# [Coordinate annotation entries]

::::::::

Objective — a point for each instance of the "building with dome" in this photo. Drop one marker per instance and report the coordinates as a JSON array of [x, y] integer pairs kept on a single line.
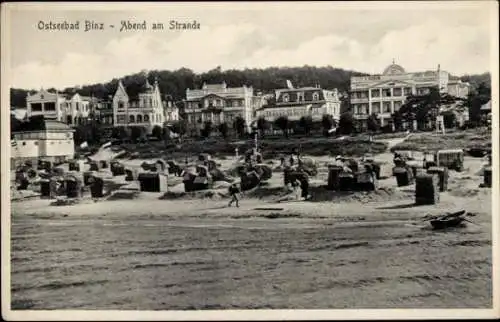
[[144, 109], [386, 93]]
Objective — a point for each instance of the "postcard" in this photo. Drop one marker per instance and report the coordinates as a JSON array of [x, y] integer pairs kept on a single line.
[[250, 160]]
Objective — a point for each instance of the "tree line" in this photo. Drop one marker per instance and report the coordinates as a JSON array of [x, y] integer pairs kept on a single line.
[[175, 83]]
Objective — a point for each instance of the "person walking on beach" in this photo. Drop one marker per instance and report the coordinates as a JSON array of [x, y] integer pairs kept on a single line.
[[234, 191]]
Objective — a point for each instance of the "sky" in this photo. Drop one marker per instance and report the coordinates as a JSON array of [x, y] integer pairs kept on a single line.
[[360, 36]]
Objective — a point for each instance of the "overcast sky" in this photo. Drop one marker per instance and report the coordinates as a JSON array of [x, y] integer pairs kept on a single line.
[[361, 36]]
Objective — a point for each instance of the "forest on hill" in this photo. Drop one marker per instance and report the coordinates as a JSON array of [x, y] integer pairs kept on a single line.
[[175, 83]]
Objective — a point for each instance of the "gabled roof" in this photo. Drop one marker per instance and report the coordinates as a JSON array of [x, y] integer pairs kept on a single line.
[[39, 123], [486, 107]]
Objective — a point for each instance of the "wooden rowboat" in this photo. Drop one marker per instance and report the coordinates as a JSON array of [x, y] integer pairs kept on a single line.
[[449, 220]]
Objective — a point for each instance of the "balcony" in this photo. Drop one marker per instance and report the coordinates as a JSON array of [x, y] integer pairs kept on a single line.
[[359, 100]]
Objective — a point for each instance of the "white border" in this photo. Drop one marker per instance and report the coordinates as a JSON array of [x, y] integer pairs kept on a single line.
[[61, 315]]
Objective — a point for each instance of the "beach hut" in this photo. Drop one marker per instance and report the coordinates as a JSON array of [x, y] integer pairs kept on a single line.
[[404, 175], [94, 166], [76, 165], [174, 168], [74, 186], [188, 180], [103, 164], [347, 180], [152, 182], [264, 171], [442, 173], [57, 186], [427, 189], [45, 188], [22, 180], [161, 165], [130, 174], [487, 176], [333, 177], [96, 187], [117, 169], [249, 180], [86, 177]]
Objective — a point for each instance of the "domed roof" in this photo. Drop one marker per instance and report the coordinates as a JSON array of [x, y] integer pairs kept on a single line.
[[394, 69], [148, 87]]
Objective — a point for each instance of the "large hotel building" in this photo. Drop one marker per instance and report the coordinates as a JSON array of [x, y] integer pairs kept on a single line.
[[386, 93]]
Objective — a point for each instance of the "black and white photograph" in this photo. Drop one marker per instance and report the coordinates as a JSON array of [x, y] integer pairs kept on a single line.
[[250, 160]]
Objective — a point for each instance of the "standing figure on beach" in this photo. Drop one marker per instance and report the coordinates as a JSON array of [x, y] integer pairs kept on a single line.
[[234, 191]]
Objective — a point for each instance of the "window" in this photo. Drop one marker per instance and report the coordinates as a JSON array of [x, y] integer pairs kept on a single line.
[[387, 107], [36, 107]]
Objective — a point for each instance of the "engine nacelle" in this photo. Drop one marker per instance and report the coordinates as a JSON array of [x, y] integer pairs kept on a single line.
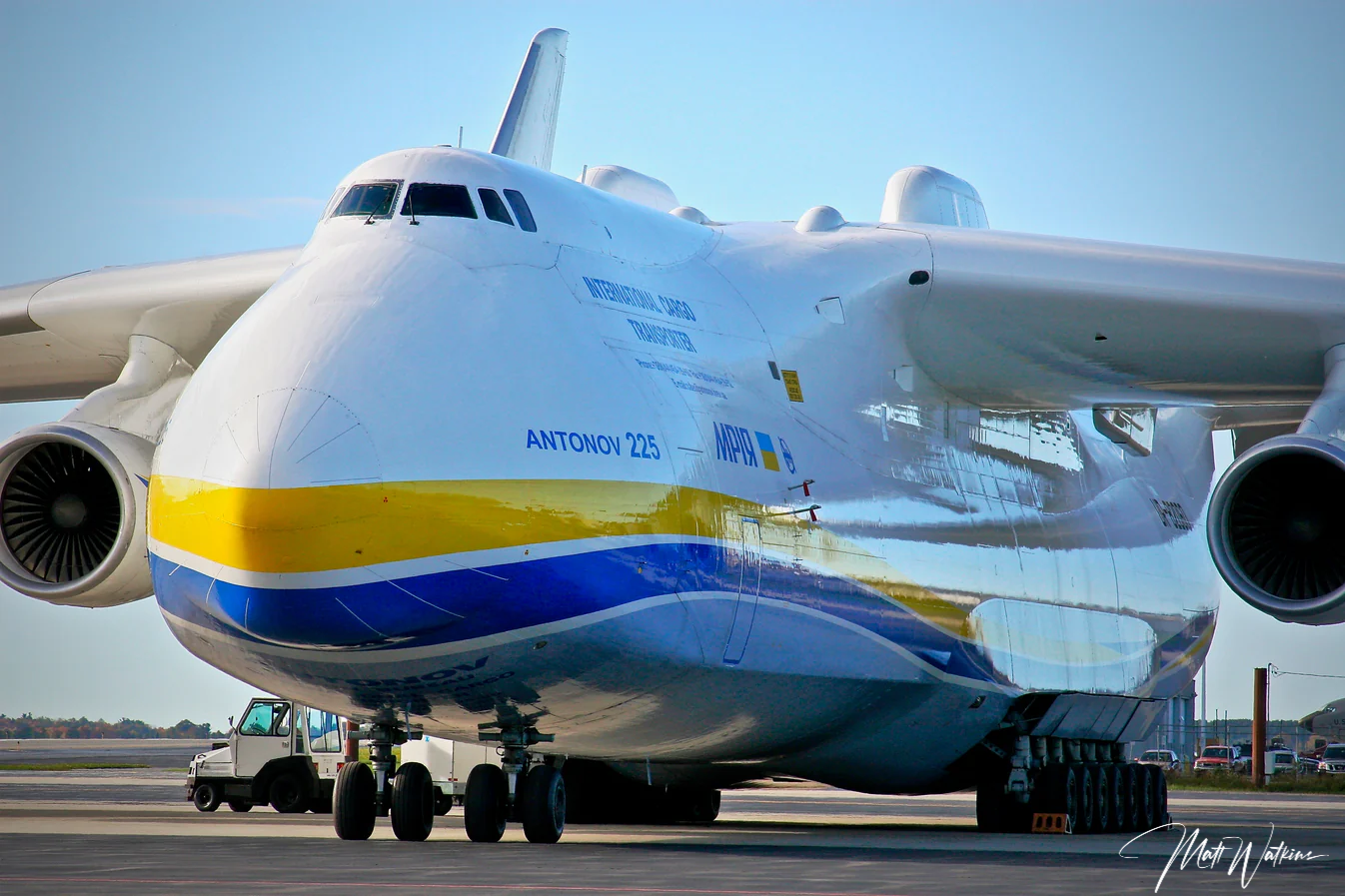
[[1277, 528], [73, 514]]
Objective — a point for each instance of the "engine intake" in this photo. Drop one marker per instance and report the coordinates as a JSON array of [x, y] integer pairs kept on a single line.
[[1277, 528], [73, 514]]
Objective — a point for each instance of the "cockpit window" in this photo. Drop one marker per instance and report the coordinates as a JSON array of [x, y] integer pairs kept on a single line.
[[494, 206], [439, 201], [369, 200], [520, 205]]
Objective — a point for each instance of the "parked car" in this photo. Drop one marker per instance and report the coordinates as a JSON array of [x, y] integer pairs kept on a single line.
[[1217, 759], [1281, 761], [1165, 759], [1333, 760]]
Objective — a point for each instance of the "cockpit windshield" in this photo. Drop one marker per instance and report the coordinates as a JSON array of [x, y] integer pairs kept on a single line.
[[369, 200], [439, 201]]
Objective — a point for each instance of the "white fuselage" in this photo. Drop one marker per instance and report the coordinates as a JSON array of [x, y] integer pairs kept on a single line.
[[475, 475]]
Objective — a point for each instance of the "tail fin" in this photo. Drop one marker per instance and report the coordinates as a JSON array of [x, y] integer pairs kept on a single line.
[[528, 129]]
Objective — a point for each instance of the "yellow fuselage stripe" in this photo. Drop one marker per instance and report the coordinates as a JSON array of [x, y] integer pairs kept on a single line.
[[331, 527]]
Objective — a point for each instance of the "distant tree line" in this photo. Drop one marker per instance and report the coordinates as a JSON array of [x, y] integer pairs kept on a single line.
[[31, 726]]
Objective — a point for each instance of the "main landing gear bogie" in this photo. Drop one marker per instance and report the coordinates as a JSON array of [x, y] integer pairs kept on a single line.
[[1098, 794], [518, 790]]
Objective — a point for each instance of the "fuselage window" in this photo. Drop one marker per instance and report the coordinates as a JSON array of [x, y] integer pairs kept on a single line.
[[494, 206], [369, 201], [520, 205], [439, 201]]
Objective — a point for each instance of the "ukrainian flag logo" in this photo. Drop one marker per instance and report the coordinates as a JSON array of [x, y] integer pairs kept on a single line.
[[768, 457]]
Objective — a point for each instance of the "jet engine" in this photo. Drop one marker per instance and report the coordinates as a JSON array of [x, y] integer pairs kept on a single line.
[[73, 514], [1277, 528]]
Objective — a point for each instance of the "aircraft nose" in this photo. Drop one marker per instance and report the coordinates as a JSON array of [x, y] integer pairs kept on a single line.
[[280, 534]]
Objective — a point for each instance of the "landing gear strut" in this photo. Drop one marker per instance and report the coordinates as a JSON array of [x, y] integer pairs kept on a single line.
[[517, 790]]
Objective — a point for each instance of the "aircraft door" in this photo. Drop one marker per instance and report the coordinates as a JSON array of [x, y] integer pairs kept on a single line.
[[749, 588], [264, 735]]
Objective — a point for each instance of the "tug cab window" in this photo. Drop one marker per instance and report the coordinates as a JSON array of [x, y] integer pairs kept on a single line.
[[369, 200], [439, 201], [494, 206], [267, 718], [520, 205]]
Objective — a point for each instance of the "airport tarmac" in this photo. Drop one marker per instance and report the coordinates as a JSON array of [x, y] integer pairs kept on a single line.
[[132, 832], [156, 752]]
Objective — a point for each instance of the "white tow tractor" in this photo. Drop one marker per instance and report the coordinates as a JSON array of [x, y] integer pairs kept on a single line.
[[283, 753], [288, 755]]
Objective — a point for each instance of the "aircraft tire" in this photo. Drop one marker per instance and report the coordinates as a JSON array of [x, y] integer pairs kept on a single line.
[[486, 805], [544, 805], [413, 802], [354, 802], [1085, 797], [206, 797]]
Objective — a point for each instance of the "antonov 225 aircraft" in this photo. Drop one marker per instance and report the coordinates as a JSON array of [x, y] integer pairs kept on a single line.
[[661, 503]]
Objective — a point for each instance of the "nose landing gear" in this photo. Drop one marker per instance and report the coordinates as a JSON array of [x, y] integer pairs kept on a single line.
[[365, 794], [518, 791]]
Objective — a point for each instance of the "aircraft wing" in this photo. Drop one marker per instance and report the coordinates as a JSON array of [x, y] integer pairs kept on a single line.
[[65, 338], [528, 128], [1026, 321]]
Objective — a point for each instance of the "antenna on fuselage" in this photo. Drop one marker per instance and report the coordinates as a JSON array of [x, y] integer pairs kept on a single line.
[[528, 128]]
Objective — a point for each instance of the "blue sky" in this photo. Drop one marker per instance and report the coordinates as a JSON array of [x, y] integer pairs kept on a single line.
[[144, 132]]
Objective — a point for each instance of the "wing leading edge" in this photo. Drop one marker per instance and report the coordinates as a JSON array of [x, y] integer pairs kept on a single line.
[[65, 338], [1026, 321]]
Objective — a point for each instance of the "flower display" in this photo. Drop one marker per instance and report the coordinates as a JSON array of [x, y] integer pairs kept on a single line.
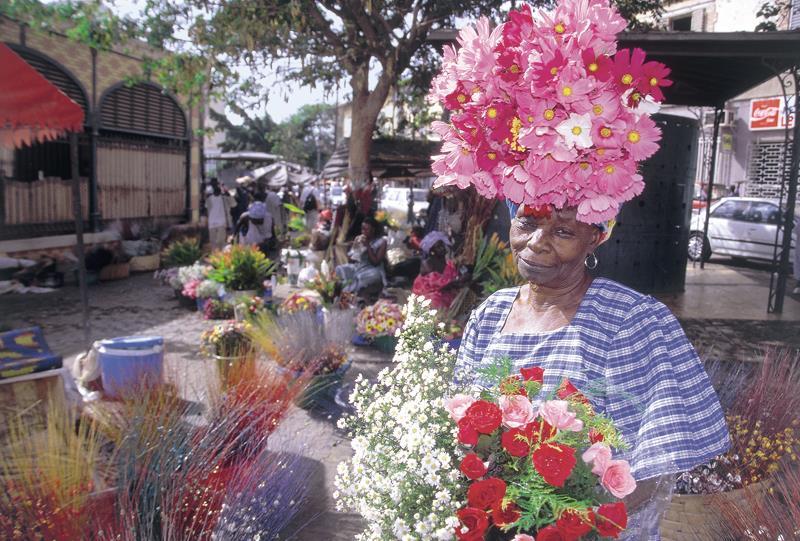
[[298, 302], [384, 318], [229, 339], [545, 111], [523, 467], [404, 476]]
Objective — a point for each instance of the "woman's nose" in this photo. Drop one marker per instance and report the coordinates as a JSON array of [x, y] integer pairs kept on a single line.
[[537, 242]]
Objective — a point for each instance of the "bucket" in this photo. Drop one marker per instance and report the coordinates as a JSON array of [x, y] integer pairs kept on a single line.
[[129, 362]]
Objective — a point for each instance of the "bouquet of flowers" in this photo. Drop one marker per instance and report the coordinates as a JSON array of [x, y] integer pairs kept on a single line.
[[298, 302], [545, 111], [229, 339], [537, 469], [384, 318], [403, 477]]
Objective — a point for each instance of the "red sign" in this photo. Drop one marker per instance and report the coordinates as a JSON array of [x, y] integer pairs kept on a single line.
[[769, 114]]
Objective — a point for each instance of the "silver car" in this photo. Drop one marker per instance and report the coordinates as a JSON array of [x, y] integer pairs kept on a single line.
[[740, 227]]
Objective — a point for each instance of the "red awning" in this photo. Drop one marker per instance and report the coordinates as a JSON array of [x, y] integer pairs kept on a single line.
[[31, 107]]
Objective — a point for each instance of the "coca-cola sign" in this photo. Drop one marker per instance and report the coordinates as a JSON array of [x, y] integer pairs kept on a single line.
[[769, 113]]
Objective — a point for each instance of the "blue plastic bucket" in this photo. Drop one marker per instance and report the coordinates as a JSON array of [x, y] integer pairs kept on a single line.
[[129, 362]]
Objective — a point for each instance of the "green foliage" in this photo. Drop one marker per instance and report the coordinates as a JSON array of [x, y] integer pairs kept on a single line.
[[241, 268], [182, 253]]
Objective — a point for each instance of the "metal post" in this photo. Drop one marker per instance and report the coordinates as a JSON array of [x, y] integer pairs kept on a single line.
[[78, 213], [775, 305], [718, 112]]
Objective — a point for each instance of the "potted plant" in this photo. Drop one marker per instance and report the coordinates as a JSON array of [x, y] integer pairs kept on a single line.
[[303, 348], [229, 344], [241, 270], [379, 323]]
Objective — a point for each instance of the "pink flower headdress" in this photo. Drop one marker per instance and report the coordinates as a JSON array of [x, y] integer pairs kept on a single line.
[[546, 111]]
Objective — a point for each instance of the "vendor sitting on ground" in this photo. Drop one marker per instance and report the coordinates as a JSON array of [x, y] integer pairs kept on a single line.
[[438, 278], [321, 235], [255, 228], [365, 277]]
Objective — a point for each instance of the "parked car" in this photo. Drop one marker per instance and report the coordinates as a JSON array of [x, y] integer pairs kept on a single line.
[[395, 202], [742, 227]]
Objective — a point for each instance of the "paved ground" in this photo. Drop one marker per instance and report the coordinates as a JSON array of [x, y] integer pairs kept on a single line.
[[723, 312]]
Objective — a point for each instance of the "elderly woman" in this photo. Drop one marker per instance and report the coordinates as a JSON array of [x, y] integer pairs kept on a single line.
[[625, 351], [366, 276], [438, 279]]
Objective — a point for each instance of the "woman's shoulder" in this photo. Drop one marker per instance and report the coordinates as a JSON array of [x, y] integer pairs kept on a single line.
[[613, 305]]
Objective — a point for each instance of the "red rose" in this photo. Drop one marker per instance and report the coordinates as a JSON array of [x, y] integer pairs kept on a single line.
[[573, 525], [549, 533], [595, 436], [487, 493], [534, 373], [611, 519], [484, 416], [508, 515], [567, 391], [474, 523], [472, 466], [466, 434], [541, 431], [515, 441], [554, 462]]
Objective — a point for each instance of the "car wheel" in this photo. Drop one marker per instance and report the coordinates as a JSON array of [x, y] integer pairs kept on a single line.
[[698, 247]]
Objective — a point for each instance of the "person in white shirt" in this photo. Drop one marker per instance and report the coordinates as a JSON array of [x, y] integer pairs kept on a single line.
[[275, 208], [218, 207], [255, 228]]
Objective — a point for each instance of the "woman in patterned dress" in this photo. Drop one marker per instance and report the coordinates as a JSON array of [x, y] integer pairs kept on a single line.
[[625, 351]]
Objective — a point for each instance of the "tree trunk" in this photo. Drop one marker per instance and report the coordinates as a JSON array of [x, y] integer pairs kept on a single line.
[[365, 110]]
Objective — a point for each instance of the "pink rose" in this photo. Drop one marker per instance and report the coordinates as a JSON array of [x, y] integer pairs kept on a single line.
[[557, 414], [517, 411], [599, 454], [617, 478], [457, 406]]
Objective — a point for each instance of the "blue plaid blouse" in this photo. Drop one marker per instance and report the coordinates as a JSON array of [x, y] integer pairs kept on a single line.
[[628, 354]]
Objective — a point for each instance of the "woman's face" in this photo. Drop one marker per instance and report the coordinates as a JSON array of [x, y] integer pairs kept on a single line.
[[366, 230], [550, 250]]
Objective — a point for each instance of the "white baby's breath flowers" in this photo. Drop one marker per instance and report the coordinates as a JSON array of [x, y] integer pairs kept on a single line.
[[403, 477]]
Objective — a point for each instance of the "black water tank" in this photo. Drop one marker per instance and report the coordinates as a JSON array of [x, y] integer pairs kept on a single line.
[[647, 250]]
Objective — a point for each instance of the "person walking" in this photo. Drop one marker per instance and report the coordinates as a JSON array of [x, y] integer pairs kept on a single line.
[[218, 206]]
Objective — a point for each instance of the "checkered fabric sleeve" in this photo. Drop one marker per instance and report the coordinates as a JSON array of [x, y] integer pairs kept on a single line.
[[664, 399]]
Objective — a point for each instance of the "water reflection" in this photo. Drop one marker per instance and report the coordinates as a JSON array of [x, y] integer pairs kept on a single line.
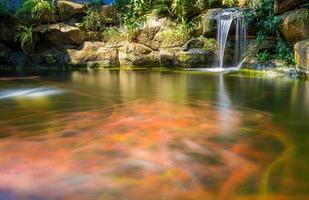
[[29, 93], [155, 135]]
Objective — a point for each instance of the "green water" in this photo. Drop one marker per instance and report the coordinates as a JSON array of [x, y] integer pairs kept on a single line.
[[150, 134]]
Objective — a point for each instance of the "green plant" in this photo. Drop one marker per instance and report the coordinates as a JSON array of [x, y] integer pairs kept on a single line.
[[50, 59], [92, 21], [210, 44], [38, 9], [302, 15], [268, 25], [161, 8], [112, 35], [25, 36], [43, 8], [263, 57]]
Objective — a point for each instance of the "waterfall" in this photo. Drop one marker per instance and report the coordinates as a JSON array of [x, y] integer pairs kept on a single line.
[[224, 24], [224, 21]]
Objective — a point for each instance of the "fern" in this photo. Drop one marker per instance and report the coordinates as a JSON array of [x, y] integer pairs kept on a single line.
[[38, 9], [25, 36]]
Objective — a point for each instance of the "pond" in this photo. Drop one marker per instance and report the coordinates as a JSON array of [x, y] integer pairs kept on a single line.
[[152, 135]]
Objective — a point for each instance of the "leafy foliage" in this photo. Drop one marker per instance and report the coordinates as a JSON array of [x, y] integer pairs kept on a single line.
[[25, 36], [303, 14], [268, 25], [38, 9]]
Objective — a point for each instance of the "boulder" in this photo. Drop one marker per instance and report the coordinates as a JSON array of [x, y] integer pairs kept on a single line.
[[187, 59], [68, 8], [150, 34], [295, 28], [93, 54], [209, 22], [195, 58], [301, 51], [51, 55], [133, 54], [64, 34], [282, 6], [8, 26], [109, 14]]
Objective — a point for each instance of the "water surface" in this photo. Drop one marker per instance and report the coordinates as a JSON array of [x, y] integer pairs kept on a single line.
[[153, 135]]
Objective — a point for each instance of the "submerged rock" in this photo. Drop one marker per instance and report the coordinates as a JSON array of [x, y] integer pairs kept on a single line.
[[301, 50], [294, 27]]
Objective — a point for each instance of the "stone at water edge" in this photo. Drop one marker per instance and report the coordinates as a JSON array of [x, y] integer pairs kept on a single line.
[[282, 6], [93, 54], [293, 29], [301, 51]]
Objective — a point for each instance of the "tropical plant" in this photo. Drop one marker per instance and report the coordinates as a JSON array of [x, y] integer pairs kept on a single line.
[[38, 9], [25, 36], [43, 8], [263, 57], [268, 25], [111, 34], [161, 8], [303, 15], [140, 6]]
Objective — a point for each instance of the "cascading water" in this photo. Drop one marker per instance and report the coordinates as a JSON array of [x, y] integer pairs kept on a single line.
[[224, 21]]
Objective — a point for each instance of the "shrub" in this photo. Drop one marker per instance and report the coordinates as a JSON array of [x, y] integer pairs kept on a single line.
[[38, 9], [268, 25], [263, 57], [113, 35]]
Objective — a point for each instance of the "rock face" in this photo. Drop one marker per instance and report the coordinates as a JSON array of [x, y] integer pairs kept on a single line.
[[294, 28], [133, 54], [68, 8], [282, 6], [109, 14], [128, 54], [209, 22], [63, 34], [93, 54], [301, 50]]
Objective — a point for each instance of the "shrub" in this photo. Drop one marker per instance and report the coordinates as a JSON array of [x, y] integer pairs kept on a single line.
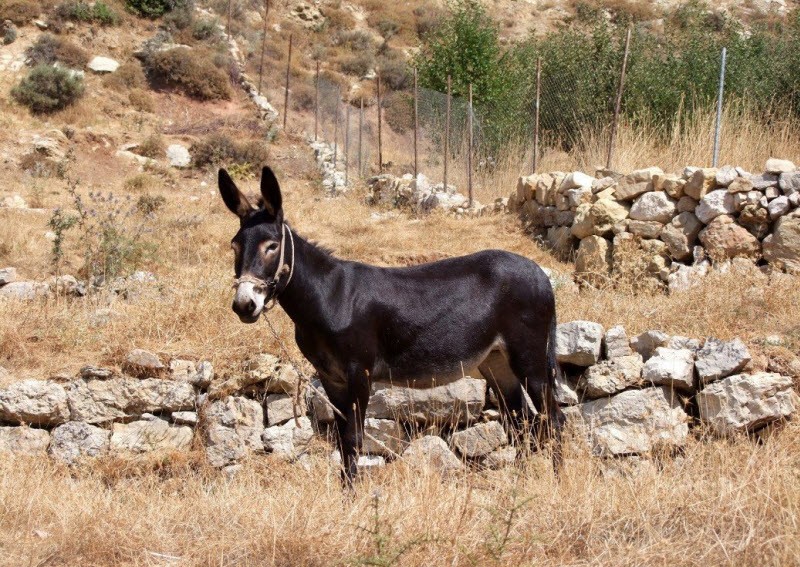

::::::::

# [The task]
Select every line of the items above that contains the word "person", and copy each of those lines.

# [Expected output]
Objective — a point for each instance of the "person walking on beach" in this photo. Drop one marker per instance and report the coordinates as a JSON array of [x, y] integer pairs kept on a single line.
Objective — a point for each instance of the "person in white shirt" in this photo. Drop one marker per instance and report the coordinates as a JSON array of [x, y] integer pairs kept on a single line.
Objective — a point for each instance of the "person walking" in this photo. Drop one marker per instance and report the coordinates as a JSON array of [x, y] integer pairs kept on a single line.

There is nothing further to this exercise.